*** Document extract ***
The intervention was comprised of telephone support that educated patients on goals of care and advance directives, tailored guidance on how to speak with clinical teams and document advance directives, and weekly proactive symptom screenings. Community health workers also engaged in open-ended discussions with patients. Usual care included access to social workers, navigators, palliative care team, mental health specialists, and ancillary services such as yoga classes, support groups, and nutrition counseling.

Use of acute care was the primary outcome, and secondary outcomes were advance care planning documentation, use of supported care, patient-reported outcomes, survival, and use of end-of-life care.

Within 6 months, patients receiving the intervention had a 62% lower risk of using acute care compared with those who received usual care (hazard ratio [HR], 0.38; 95% CI, 0.19-0.76). At 12 months, they also had a 17% lower odds of using acute care (odds ratio [OR], 0.83; 95% CI, 2.85-18.13), four times the odds of palliative care (OR, 4.46; 95% CI, 1.88-10.55), almost twice the odds of hospice (OR, 1.83; 95% CI, 1.16-2.88), and almost twice the odds of improved mental and emotional health, measured from the time of study enrollment to 6 and 12 months after enrollment (OR, 1.82; 95% CI, 1.03-3.28 and OR, 2.20; 95% CI, 1.04-4.65, respectively).

Patel et al noted, "There were no statistically significant differences in the odds of ED use (OR, 0.84; 95% CI, 0.70-1.00) or hospitalizations (OR, 0.85; 95% CI, 0.71-1.02); however, the intervention group had fewer mean ED visits per participant (RR, 0.45; 95% CI, 0.33-0.62) and fewer mean hospitalizations per participant (RR, 0.50; 95% CI, 0.36-0.70)."

Mortality was not significantly different between the groups—50.0% of those in the intervention group died versus 40.6% in the usual care group. Further, in the month before death, fewer interventional care patients used acute care compared with those receiving usual care (0% versus 23.1%, respectively).

"The combined approach in the current study is innovative, as is the application of the intervention to improve health care use and patient-reported outcomes for patients with advanced cancer," wrote Ana I. Tergas, MD, MPH, of the City of Hope Comprehensive Cancer Center Duarte, California, in her accompanying editorial.

"Overall, the current study provides strong support for CHW-led approaches to improve advance care planning and symptom management and reduce unnecessary acute care use among patients with cancer. While questions remain regarding the widescale implementation of such an approach, it is exciting to consider that this approach may shift the paradigm of care not only for patients with advanced cancer but also possibly for other patient populations that are faced with similar challenges," Tergas concluded.

Study limitations include the limited generalizability of the results due to few Black patients and that it was conducted in a single community clinic, failure to obtain claims data, long patient accrual time, the need for longer follow up, and that P values were not adjusted for secondary analyses because they were considered exploratory by the researchers.

Disclosures

This study was supported by the Providence St. Jude Memorial Foundation, and in part, by the California Health Care Foundation and the National Institute on Minority Health and Health Disparities of the National Institutes of Health.

Patel reported grants from the National Institutes of Health during the conduct of the study.

Tergas reported personal fees (consulting) from Auro Vaccines and personal fees (advisory board) from Immunomic Therapeutics outside the submitted work.

Sources

Patel MI, et al "Effect of a community health worker intervention on acute care use, advance care planning, and patient-reported outcomes among adults with advanced stages of cancer: A randomized clinical trial" JAMA Oncol 2022; DOI: 10.1001/jamaoncol.2022.1997.

Tergas AI "Community health worker–led intervention improves acute care use and advance care planning for patients with cancer" JAMA Oncol 2022; DOI: 10.1001/jamaoncol.2022.1936.
*** End of Document extract ***
**Actions to take**
(A) Reproduce the part of the community health worker trial report that opens with the words containing "Mortality was not" and closes with "her accompanying editorial.". Match it word for word.
(B) List every secondary outcome named in the community health worker trial report.
*** Provided material ***
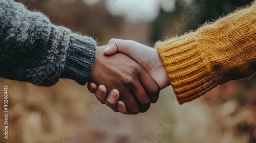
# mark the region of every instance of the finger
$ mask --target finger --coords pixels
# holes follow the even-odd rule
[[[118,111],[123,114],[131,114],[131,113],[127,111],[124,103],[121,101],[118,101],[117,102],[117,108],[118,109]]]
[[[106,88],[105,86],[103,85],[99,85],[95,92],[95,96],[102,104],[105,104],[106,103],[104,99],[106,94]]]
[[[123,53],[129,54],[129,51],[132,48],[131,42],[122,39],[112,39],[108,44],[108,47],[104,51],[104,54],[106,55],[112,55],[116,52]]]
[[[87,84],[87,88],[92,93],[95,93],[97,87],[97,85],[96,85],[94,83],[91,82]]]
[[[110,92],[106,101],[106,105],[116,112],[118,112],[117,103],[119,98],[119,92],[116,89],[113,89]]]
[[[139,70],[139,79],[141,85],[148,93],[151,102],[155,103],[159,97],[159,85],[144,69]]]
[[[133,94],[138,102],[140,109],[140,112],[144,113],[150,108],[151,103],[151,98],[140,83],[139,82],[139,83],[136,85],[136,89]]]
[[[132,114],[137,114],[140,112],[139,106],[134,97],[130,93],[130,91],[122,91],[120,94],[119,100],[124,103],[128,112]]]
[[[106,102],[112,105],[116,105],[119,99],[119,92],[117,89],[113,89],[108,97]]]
*** End of Provided material ***
*** Provided material ***
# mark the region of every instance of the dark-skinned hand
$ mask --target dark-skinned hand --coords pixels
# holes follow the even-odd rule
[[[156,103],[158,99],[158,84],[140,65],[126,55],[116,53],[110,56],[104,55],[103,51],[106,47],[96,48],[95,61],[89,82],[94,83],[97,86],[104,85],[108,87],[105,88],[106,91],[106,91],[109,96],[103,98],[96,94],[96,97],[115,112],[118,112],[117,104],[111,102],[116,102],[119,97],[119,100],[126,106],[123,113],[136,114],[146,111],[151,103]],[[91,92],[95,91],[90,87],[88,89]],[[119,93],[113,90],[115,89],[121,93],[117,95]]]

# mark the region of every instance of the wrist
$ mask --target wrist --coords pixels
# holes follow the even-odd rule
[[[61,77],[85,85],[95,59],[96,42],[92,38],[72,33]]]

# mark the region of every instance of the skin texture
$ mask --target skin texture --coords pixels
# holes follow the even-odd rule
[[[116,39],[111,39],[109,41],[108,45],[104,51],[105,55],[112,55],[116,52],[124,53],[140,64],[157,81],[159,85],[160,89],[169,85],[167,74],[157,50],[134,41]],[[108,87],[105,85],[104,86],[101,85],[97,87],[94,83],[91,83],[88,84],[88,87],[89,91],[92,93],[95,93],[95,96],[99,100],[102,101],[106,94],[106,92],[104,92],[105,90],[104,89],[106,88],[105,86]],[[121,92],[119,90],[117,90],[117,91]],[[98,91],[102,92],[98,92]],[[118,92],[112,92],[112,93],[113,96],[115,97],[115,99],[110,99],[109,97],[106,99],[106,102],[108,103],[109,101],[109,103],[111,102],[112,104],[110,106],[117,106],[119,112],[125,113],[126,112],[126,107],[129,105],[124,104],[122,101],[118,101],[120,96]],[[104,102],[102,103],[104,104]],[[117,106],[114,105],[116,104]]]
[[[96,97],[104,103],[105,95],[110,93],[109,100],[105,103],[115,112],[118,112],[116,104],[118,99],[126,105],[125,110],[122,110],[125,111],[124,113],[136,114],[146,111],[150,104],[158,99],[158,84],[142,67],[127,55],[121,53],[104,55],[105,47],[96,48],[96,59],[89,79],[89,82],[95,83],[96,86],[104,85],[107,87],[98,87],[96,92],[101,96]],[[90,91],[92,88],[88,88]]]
*** End of Provided material ***
**Per-task outputs**
(A)
Mortality was not significantly different between the groups—50.0% of those in the intervention group died versus 40.6% in the usual care group. Further, in the month before death, fewer interventional care patients used acute care compared with those receiving usual care (0% versus 23.1%, respectively).

"The combined approach in the current study is innovative, as is the application of the intervention to improve health care use and patient-reported outcomes for patients with advanced cancer," wrote Ana I. Tergas, MD, MPH, of the City of Hope Comprehensive Cancer Center Duarte, California, in her accompanying editorial.

(B)
- advance care planning documentation
- use of supported care
- patient-reported outcomes
- survival
- use of end-of-life care